◆ REQUIRED ACTION
The lines below, from the one containing "Note. One marker is placed on each instance of the treeline" through the one containing "Note. One marker is placed on each instance of the cluster", should be set down exactly, with no pictures and nothing else.
━━━━━ GIVEN DATA
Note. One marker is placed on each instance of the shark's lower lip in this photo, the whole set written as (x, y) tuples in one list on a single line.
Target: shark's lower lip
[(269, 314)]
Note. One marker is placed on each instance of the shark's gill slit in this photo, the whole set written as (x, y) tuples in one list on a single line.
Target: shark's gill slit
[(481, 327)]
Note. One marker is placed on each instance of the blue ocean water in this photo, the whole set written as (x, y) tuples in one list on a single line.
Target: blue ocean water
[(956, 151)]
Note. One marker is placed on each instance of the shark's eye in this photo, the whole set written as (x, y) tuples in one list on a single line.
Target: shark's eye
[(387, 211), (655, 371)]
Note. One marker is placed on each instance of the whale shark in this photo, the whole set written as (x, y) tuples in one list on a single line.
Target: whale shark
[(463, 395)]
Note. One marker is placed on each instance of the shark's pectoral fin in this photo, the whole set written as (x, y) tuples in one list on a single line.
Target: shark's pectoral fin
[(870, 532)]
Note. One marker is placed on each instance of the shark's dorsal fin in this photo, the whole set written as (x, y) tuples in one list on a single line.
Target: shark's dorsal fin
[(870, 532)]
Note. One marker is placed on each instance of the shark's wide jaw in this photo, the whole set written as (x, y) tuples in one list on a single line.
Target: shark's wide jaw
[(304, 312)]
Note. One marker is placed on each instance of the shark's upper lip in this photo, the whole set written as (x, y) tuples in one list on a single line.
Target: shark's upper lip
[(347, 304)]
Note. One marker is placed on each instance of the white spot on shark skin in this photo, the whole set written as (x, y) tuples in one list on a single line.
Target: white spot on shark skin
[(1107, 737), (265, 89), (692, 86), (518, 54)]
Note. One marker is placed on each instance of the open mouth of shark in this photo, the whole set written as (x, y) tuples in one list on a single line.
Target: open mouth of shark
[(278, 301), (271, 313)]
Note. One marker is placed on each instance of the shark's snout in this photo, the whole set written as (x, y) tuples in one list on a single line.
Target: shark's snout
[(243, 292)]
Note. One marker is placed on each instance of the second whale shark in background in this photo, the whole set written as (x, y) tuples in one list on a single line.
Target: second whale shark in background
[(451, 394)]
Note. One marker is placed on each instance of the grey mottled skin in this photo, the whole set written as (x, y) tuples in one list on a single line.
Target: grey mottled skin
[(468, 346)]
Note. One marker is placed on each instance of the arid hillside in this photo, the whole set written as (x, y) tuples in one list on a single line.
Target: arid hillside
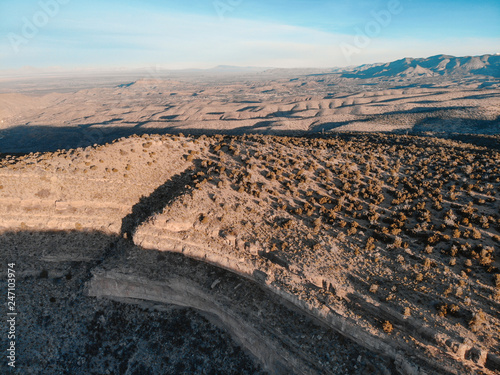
[(386, 244)]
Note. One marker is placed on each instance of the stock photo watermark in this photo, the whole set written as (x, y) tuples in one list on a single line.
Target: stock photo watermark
[(31, 26), (11, 315), (380, 20), (223, 7)]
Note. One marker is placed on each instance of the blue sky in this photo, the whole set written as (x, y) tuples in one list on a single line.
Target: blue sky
[(272, 33)]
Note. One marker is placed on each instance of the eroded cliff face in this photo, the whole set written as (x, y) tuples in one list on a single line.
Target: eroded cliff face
[(391, 242)]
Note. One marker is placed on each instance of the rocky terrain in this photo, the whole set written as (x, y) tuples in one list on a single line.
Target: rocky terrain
[(255, 221), (387, 244)]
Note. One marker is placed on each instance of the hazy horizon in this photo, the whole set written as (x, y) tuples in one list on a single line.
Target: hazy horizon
[(203, 34)]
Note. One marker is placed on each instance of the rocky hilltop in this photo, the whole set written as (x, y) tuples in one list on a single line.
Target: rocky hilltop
[(383, 246), (440, 65)]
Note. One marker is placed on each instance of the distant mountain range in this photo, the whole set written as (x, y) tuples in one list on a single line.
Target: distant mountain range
[(440, 65)]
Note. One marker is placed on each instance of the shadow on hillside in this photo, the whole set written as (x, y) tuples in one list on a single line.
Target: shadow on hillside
[(153, 204), (60, 330)]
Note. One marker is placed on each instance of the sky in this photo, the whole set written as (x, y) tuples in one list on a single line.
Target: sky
[(175, 34)]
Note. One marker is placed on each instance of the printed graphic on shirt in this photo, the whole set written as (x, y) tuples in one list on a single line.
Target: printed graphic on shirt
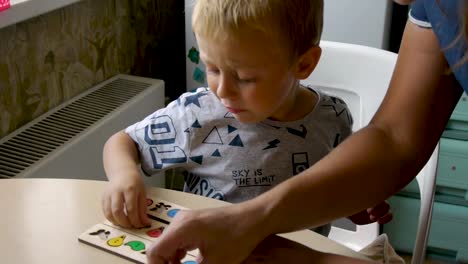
[(300, 162), (300, 133), (272, 144), (252, 178), (198, 185), (160, 134), (213, 137)]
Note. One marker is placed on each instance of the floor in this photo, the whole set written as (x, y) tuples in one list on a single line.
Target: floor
[(429, 260)]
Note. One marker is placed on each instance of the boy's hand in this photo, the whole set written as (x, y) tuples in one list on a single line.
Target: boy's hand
[(124, 202), (380, 213)]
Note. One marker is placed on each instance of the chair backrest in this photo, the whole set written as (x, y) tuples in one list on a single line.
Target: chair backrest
[(360, 76)]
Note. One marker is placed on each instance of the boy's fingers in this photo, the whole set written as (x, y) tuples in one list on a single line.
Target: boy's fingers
[(142, 211), (132, 207), (118, 211), (107, 210)]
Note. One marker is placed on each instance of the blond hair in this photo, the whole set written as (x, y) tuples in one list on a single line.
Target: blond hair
[(298, 23)]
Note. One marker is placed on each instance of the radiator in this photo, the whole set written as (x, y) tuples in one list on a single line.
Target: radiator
[(67, 141)]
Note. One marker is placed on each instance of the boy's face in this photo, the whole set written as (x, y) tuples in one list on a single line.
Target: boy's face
[(251, 75)]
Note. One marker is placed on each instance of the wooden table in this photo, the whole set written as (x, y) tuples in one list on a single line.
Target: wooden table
[(42, 218)]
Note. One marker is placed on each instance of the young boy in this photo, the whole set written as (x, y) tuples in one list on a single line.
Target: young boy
[(254, 127)]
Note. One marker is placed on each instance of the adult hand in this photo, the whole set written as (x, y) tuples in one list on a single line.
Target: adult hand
[(223, 235), (278, 250), (380, 213)]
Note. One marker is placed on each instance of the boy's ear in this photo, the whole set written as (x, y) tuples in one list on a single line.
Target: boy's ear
[(307, 62)]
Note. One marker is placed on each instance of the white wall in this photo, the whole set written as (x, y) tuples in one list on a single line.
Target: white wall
[(365, 22)]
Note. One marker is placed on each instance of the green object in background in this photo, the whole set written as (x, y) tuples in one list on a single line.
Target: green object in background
[(194, 55), (448, 233)]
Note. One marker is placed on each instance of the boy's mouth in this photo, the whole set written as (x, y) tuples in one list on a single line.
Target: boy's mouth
[(234, 110)]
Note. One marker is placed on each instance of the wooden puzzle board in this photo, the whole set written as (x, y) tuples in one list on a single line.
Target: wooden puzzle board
[(132, 244)]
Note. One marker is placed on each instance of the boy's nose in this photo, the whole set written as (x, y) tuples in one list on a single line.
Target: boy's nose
[(226, 88)]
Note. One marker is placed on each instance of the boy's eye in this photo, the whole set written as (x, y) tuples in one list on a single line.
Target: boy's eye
[(212, 70), (246, 80)]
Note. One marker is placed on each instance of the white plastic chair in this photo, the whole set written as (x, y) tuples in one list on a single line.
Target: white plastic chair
[(360, 76)]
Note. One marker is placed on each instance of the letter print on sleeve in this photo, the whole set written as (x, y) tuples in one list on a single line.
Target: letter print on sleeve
[(161, 135)]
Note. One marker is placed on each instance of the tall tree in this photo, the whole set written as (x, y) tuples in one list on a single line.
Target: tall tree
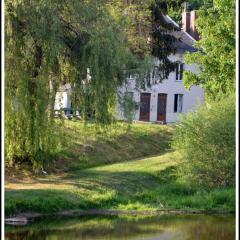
[(215, 59)]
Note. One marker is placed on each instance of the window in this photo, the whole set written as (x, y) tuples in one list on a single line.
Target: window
[(178, 102), (179, 71)]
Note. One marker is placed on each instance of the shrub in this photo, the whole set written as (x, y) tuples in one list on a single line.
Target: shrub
[(205, 139)]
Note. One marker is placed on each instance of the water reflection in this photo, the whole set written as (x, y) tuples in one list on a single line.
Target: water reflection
[(187, 227)]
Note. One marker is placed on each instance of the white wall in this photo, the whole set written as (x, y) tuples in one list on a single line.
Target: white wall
[(62, 100), (191, 98)]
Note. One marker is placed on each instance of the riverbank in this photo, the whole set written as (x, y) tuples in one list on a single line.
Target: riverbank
[(143, 184)]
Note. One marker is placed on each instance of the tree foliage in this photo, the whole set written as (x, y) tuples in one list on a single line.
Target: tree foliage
[(215, 59), (89, 44), (206, 141)]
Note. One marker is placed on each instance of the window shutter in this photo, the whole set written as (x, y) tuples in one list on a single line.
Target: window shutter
[(181, 71), (175, 102), (177, 66)]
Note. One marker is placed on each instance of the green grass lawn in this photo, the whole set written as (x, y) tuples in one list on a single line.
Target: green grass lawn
[(144, 183), (88, 146)]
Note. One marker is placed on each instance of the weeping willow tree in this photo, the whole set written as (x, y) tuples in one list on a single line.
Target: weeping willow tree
[(89, 44), (47, 45), (31, 47)]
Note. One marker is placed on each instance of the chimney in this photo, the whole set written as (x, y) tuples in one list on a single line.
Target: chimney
[(193, 30), (188, 22)]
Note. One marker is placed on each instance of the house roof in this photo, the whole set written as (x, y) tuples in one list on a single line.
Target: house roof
[(185, 41)]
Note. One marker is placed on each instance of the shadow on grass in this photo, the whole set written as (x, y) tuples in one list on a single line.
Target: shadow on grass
[(86, 151)]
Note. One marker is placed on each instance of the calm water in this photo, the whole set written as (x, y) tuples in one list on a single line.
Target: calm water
[(187, 227)]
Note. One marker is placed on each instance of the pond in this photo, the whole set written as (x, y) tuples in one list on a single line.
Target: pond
[(165, 227)]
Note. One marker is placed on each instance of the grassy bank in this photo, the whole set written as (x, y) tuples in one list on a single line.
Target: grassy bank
[(145, 183), (88, 146)]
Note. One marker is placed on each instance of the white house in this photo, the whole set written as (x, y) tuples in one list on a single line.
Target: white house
[(165, 101)]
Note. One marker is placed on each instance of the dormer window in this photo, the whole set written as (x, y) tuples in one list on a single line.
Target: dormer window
[(179, 71)]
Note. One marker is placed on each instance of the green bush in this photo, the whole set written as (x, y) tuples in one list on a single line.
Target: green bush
[(205, 139)]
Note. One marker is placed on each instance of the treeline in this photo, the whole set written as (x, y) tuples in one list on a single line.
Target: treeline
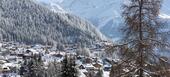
[(27, 22)]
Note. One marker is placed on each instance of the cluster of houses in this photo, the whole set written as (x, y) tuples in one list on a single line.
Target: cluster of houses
[(12, 56)]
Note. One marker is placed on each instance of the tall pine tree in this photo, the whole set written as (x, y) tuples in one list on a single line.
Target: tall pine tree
[(142, 38), (69, 67)]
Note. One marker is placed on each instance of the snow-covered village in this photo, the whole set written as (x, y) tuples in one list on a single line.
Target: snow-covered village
[(84, 38), (89, 61)]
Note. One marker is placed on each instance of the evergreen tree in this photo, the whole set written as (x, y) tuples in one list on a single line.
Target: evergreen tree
[(99, 73), (142, 37), (33, 67), (69, 67)]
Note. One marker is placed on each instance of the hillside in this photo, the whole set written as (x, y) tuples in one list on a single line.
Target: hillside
[(104, 14), (30, 23)]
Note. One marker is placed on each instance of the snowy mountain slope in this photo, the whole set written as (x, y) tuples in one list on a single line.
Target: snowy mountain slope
[(105, 14), (28, 22)]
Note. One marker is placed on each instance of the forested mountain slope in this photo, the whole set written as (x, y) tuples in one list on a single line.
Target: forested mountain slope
[(26, 21)]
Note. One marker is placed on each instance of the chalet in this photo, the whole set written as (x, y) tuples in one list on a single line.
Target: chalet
[(97, 65)]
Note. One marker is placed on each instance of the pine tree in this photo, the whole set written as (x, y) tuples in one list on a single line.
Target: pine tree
[(69, 67), (33, 67), (99, 73), (142, 37)]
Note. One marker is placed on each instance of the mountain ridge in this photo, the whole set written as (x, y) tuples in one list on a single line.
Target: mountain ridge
[(28, 22)]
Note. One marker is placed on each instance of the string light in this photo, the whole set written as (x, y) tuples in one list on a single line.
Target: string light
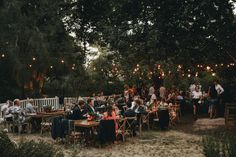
[(208, 67)]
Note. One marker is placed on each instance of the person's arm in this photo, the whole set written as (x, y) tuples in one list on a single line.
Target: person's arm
[(220, 88)]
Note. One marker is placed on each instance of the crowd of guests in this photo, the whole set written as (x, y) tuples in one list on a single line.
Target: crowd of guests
[(12, 111), (131, 102)]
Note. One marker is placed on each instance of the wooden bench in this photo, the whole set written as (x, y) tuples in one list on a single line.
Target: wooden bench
[(230, 115)]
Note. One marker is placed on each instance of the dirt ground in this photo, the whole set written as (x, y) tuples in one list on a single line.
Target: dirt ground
[(184, 140)]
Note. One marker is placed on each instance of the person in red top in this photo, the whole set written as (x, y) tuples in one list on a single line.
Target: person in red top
[(110, 114)]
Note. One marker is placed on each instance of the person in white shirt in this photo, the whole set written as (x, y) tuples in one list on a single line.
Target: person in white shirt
[(197, 97), (29, 107), (219, 104), (151, 92), (153, 98), (8, 116), (162, 91), (218, 88)]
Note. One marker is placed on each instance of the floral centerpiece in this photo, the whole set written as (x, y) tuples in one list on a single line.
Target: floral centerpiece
[(47, 108)]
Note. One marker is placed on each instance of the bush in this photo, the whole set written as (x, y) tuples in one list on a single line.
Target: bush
[(7, 147), (26, 149), (216, 147)]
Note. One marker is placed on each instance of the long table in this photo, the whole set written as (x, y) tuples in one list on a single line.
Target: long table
[(46, 118)]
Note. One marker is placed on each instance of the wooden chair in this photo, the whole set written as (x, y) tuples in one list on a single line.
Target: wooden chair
[(144, 120), (46, 124), (121, 128), (230, 114), (130, 125)]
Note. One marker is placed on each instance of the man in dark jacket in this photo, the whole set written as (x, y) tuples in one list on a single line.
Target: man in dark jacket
[(89, 108), (78, 112)]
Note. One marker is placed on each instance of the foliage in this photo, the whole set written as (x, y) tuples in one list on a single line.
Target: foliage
[(26, 149)]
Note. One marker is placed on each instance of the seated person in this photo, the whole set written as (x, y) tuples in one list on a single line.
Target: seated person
[(89, 107), (137, 107), (110, 114), (77, 111), (29, 107), (8, 112), (18, 112)]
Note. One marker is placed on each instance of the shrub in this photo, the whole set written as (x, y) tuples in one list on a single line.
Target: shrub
[(217, 147), (26, 149)]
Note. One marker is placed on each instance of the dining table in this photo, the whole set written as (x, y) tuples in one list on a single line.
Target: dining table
[(43, 120)]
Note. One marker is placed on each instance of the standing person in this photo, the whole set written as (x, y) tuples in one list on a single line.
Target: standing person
[(151, 92), (197, 97), (77, 111), (220, 91), (162, 91), (212, 93), (89, 108), (29, 106), (8, 112)]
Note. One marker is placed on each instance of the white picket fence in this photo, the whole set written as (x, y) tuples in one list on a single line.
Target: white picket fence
[(40, 103), (0, 109), (69, 100)]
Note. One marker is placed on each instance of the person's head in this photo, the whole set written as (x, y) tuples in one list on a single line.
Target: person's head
[(138, 102), (90, 102), (216, 82), (126, 87), (197, 88), (17, 102), (10, 103), (31, 101), (81, 103), (109, 110)]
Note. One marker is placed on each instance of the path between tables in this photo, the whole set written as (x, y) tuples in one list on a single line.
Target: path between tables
[(184, 140)]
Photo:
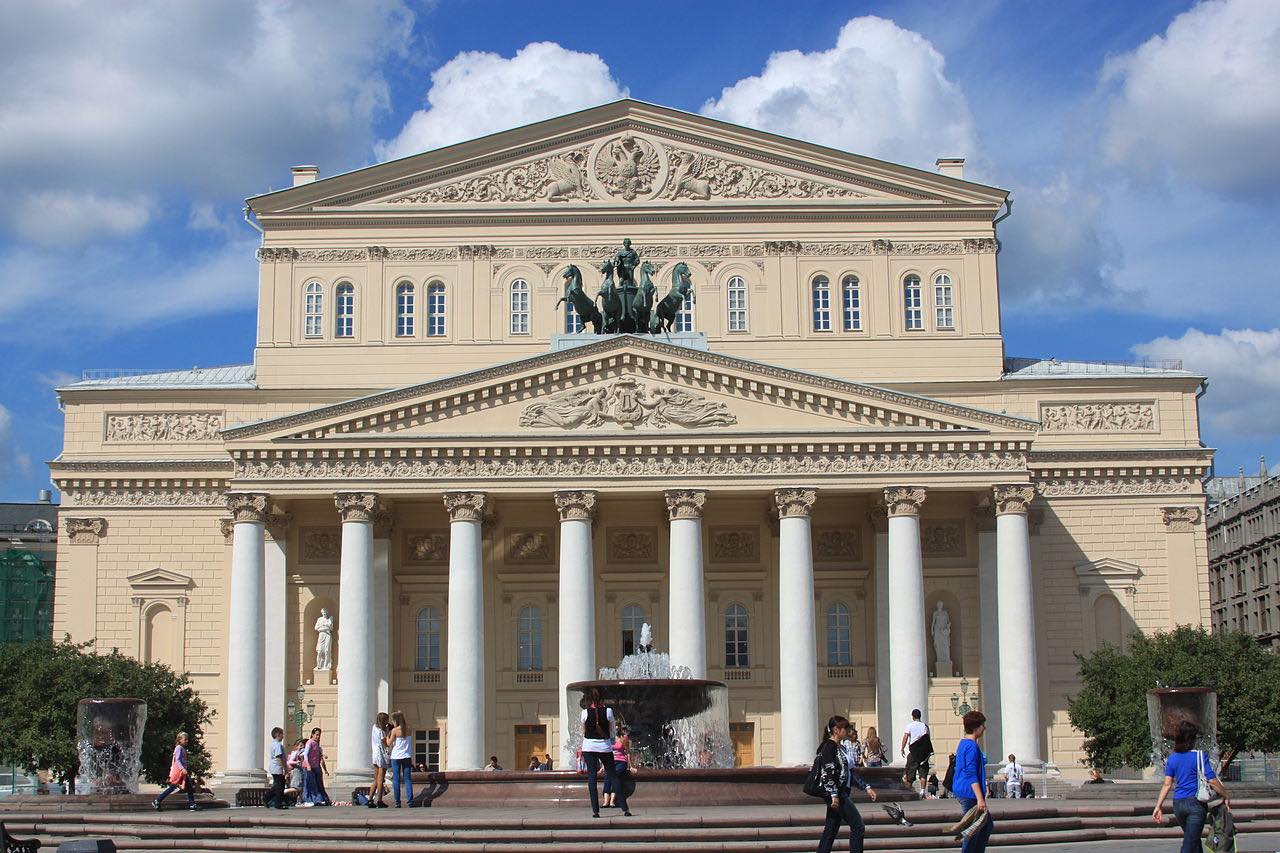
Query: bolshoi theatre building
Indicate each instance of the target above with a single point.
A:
(822, 480)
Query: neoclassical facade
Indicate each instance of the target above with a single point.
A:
(828, 451)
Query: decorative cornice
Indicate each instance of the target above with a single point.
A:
(1180, 519)
(795, 503)
(1013, 498)
(685, 503)
(904, 500)
(83, 530)
(465, 506)
(356, 506)
(575, 505)
(247, 506)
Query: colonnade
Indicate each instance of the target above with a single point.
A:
(364, 652)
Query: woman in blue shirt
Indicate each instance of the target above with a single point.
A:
(1180, 775)
(969, 783)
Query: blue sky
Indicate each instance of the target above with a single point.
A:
(1138, 140)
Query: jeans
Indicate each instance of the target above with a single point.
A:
(976, 843)
(1191, 815)
(402, 769)
(844, 813)
(593, 766)
(277, 797)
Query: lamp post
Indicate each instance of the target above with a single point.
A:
(963, 703)
(301, 715)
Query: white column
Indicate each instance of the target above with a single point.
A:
(246, 634)
(688, 615)
(1019, 694)
(465, 701)
(275, 571)
(883, 703)
(355, 637)
(380, 674)
(798, 653)
(908, 661)
(576, 623)
(988, 630)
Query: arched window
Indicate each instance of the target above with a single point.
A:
(529, 639)
(520, 306)
(428, 639)
(344, 325)
(405, 310)
(851, 300)
(685, 315)
(840, 647)
(435, 310)
(735, 637)
(312, 310)
(912, 308)
(821, 304)
(944, 304)
(632, 620)
(736, 291)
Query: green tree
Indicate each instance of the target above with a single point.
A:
(45, 680)
(1111, 708)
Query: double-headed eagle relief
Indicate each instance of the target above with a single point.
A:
(626, 295)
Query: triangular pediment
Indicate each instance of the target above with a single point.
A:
(625, 154)
(635, 386)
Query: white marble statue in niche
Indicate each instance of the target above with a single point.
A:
(324, 641)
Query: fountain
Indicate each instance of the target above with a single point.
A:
(676, 721)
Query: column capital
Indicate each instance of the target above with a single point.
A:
(685, 503)
(576, 505)
(1013, 498)
(247, 506)
(795, 503)
(85, 530)
(904, 500)
(465, 506)
(356, 506)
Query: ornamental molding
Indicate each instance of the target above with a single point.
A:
(685, 503)
(795, 503)
(629, 404)
(465, 506)
(163, 427)
(1180, 519)
(1014, 498)
(1100, 418)
(575, 505)
(904, 501)
(356, 506)
(81, 530)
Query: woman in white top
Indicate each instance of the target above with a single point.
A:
(402, 757)
(382, 758)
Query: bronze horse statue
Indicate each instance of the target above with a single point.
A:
(664, 314)
(577, 297)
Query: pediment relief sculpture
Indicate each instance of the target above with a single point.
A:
(629, 404)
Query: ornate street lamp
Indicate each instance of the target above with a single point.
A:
(302, 716)
(963, 703)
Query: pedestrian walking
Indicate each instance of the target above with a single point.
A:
(839, 779)
(382, 757)
(402, 757)
(275, 767)
(598, 749)
(970, 783)
(178, 775)
(1189, 775)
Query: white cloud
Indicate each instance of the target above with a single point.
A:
(1202, 100)
(1243, 369)
(881, 91)
(476, 94)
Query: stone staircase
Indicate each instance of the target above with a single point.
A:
(551, 830)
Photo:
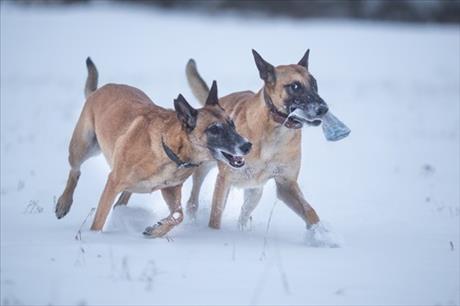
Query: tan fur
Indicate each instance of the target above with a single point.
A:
(275, 154)
(123, 123)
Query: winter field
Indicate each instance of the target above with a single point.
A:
(390, 191)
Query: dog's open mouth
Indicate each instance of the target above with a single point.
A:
(234, 160)
(314, 122)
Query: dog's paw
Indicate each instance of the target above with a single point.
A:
(245, 225)
(157, 230)
(62, 207)
(321, 235)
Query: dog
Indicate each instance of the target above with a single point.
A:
━━━━━━━━━━
◆ RESPONSE BOX
Note. One marker is placed on each instance of the treeline in this photo, the whole set written as (x, y) tuples in one list on a single line.
Target: treeline
[(27, 22)]
Note. One marker is placed on each instance of the cluster of houses in this photo, the whole set written as (x, y) tuples in one list on a single line.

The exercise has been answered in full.